### Written request
Go through the material and write it all out exactly, minus the pictures.

───── Extracted information

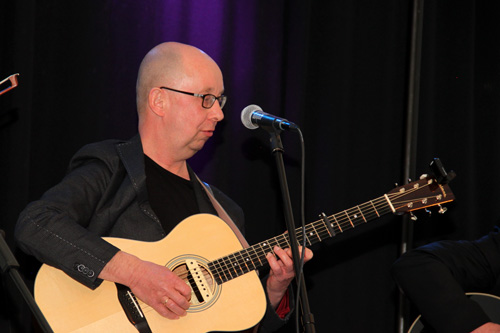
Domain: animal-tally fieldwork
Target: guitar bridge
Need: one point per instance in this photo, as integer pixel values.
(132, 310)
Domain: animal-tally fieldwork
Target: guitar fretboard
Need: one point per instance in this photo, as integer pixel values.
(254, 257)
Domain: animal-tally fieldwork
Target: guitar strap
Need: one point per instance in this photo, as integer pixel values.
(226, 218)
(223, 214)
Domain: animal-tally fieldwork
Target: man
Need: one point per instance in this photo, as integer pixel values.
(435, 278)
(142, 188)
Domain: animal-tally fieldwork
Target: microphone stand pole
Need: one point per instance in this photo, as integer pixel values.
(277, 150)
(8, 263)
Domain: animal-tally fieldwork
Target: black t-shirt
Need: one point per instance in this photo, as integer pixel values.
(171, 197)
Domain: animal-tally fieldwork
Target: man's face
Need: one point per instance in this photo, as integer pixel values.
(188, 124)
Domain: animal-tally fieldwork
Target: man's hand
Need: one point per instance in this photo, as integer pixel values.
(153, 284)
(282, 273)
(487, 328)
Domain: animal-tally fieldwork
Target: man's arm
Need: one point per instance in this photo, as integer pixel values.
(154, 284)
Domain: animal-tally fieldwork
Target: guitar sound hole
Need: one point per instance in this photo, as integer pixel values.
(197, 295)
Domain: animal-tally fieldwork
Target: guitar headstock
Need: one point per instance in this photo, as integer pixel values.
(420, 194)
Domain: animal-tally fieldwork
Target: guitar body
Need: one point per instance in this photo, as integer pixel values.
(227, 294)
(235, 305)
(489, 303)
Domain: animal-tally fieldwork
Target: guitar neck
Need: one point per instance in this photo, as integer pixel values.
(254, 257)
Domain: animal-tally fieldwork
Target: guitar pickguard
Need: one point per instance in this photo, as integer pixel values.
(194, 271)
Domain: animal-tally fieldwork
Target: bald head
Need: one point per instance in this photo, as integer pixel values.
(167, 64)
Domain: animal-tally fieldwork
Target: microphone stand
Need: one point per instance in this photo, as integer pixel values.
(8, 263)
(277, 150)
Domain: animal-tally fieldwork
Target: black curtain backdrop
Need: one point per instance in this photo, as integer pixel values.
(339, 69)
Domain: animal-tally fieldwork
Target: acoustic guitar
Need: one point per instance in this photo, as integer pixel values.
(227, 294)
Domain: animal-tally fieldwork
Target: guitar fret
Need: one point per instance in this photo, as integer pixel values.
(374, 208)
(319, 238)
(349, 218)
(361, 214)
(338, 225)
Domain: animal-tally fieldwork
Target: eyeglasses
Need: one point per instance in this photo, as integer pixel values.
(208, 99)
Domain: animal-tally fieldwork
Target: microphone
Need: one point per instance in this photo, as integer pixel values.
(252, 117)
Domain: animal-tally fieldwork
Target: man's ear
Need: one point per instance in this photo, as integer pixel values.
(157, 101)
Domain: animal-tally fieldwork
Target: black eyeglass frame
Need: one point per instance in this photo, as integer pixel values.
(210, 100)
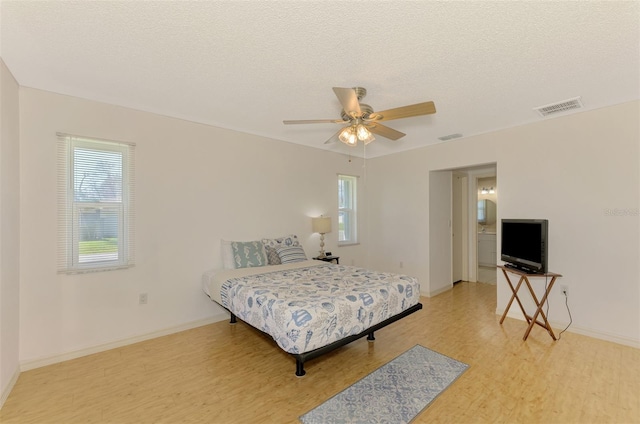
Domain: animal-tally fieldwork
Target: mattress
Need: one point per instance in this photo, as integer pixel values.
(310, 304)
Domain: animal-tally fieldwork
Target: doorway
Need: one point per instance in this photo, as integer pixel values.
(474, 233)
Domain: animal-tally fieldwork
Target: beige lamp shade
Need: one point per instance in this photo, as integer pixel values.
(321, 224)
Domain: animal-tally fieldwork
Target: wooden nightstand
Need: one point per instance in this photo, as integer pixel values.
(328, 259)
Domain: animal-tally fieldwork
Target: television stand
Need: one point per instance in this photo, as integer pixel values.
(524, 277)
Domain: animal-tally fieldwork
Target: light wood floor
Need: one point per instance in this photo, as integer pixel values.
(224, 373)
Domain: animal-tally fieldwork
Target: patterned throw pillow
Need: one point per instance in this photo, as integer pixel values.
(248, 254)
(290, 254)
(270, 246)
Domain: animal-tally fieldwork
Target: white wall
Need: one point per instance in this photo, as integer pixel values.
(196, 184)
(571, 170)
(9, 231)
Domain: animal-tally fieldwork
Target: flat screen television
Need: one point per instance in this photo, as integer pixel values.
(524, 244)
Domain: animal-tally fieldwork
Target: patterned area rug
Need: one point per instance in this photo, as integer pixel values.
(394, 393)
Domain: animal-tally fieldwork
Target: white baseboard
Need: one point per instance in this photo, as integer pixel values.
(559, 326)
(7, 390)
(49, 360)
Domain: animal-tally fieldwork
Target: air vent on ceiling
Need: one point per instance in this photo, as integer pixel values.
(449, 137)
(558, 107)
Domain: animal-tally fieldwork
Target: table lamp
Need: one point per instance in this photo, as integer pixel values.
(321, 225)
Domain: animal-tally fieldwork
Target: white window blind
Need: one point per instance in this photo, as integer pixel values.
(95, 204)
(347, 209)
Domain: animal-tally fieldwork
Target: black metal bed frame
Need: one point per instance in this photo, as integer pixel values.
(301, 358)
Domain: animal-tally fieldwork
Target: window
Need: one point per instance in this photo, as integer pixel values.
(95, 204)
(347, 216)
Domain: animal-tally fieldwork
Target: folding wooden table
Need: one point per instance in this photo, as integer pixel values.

──────────

### Result of the task
Domain: animal-tally fieldwork
Target: guitar bridge
Need: one point per instance in this photo, as integer pixel values.
(132, 310)
Domain: animal-tally fieldwork
Target: guitar fretboard
Need: one point per instance in this photo, as integer pixel values.
(254, 257)
Domain: animal-tally fieldwork
Target: guitar strap
Need: one point per instance in this photo, as integer pixel values.
(226, 218)
(223, 214)
Domain: animal-tally fieldwork
Target: man
Need: one point per instance in this photo, as integer pixel values.
(435, 278)
(142, 188)
Domain: animal-tally fieldwork
Target: microphone stand pole
Need: one point per instance in this photo, as integer pixel values.
(277, 150)
(8, 263)
Domain: animal-tally fieldwork
Target: black t-shirt
Need: one point per instance in this photo, as integer pixel values.
(171, 197)
Domain: animal-tally fieldwork
Target: man's face
Need: one point per instance in this photo, as integer pixel values.
(188, 124)
Domain: animal-tally fieldwork
Target: man's hand
Need: one point per instance in this photo, as integer pixel values.
(153, 284)
(282, 273)
(487, 328)
Domain: animal-tally fieldwork
Target: man's arm
Need: one point per instance in this photo, as integer pixel values.
(154, 284)
Domain: animal-tally fieldwork
Target: guitar sound hole
Need: one point per instance in this photo, as integer pixel values.
(197, 295)
Domain: animal-tally fieldwork
Target: guitar headstock
Need: one point per instance in this photo, as integer pixel values.
(420, 194)
Domain: animal-tally fieldwork
Target: guitar body
Need: one point per instance in this photo, as integer pixel values.
(227, 294)
(235, 305)
(489, 303)
Domain: animal-tally fieldwork
Target: guitar neck
Need: one point per instance in this photo, as integer pixel values.
(254, 257)
Domain: animal-tally fieldwork
Target: guitar pickguard
Need: one point per instance in this photo, as integer pixel values.
(194, 271)
Domain: animal-tally fieldwork
Target: bald head
Need: one point per instance in this photo, as integer pixel values.
(167, 64)
Domain: animal-tally fieldwork
Target: microphone stand
Need: one point per instance in this photo, as integer pixel values.
(8, 263)
(277, 150)
Domain: animal-tally fieldwork
Target: black curtain backdrop
Need: one point per instance in this photo, as integer pixel values.
(339, 69)
Domain: animal-tally fieldwork
Target: acoustic guitar
Need: one point per instance in this photo, as integer pixel values.
(227, 294)
Domain: animal-tally fieldwork
Target: guitar fret
Need: one point per instance in this photo, as integer pixel values.
(374, 208)
(319, 238)
(349, 218)
(361, 214)
(338, 225)
Domain: animal-tally fieldwork
Target: eyeglasses
Need: one point per instance in this photo, as integer pixel values.
(208, 99)
Domain: animal-tally fieldwork
Target: microphone
Need: one point per instance in this photo, as integer pixel values.
(252, 117)
Domain: animal-tally fieldwork
Target: man's ear
Need: one point per instance in this photo, as integer pixel values.
(157, 101)
Domain: animal-tally fieldwork
Target: black eyeglass frame
Need: one point per instance in this photo, as integer pixel values.
(210, 100)
Domain: animal-tally fieldwork
Target: mattress
Need: one point per instance in this photo, as integer pixel values.
(310, 304)
Domain: animal-tally fieldwork
Target: doorway
Need: one point per instance in this photo, as integer pixel values.
(474, 233)
Domain: animal-tally fieldwork
Target: beige lamp shade
Need: one point per instance in this photo, as integer pixel values.
(321, 224)
Domain: animal-tally fieldwork
Target: wooden nightstand
Need: one point per instance in this photo, as integer pixel values.
(328, 259)
Domain: animal-tally fieldwork
Target: television stand
Need: one point per instance in this photo, as integer pixel values.
(524, 277)
Domain: animal-tally fieldwork
Target: light wood floor
Need: one point per instance in this photo, as integer pixel values.
(224, 373)
Domain: animal-tally fieldwork
Target: patterned throw pillow
Need: one point per instance in this photo, as integer pixel values.
(248, 254)
(290, 254)
(270, 246)
Domain: animal-tally fieldwork
Target: white wall
Need: one point per instance in this photo, as integer pixel values.
(196, 184)
(571, 170)
(9, 231)
Domain: animal-tally fieldwork
Target: flat screen television
Need: one point per instance in this photo, as integer pixel values.
(524, 244)
Domain: animal-tally fieldwork
Target: patterned area rug
Need: one point per instance in this photo, as integer pixel values.
(394, 393)
Domain: animal-tally fieldwork
Target: white baseboard
Need: one point per instance in this photo, as integer pixel values.
(559, 326)
(7, 390)
(49, 360)
Domain: animal-tally fieldwork
Target: air vent on ceiling
Need: one point per instance in this photo, as integer pixel values.
(449, 137)
(558, 107)
Domain: animal-tally fieldwork
Target: table lamp
Need: one point per instance in this photo, as integer pixel values.
(321, 225)
Domain: animal-tally fieldwork
Target: white window blind
Need: one point per instance in this photo, as integer pixel values.
(95, 204)
(347, 209)
Domain: animal-tally fieldwork
Target: black metal bed frame
Need: one point per instance in this photo, as integer pixel values.
(301, 358)
Domain: animal-tally fieldwork
Target: window
Need: one point per instance in this photo, as integer pixel values.
(95, 204)
(347, 216)
Domain: animal-tally fieldwork
Target: folding wooden table
Need: one point per instance in this photo, as integer pixel values.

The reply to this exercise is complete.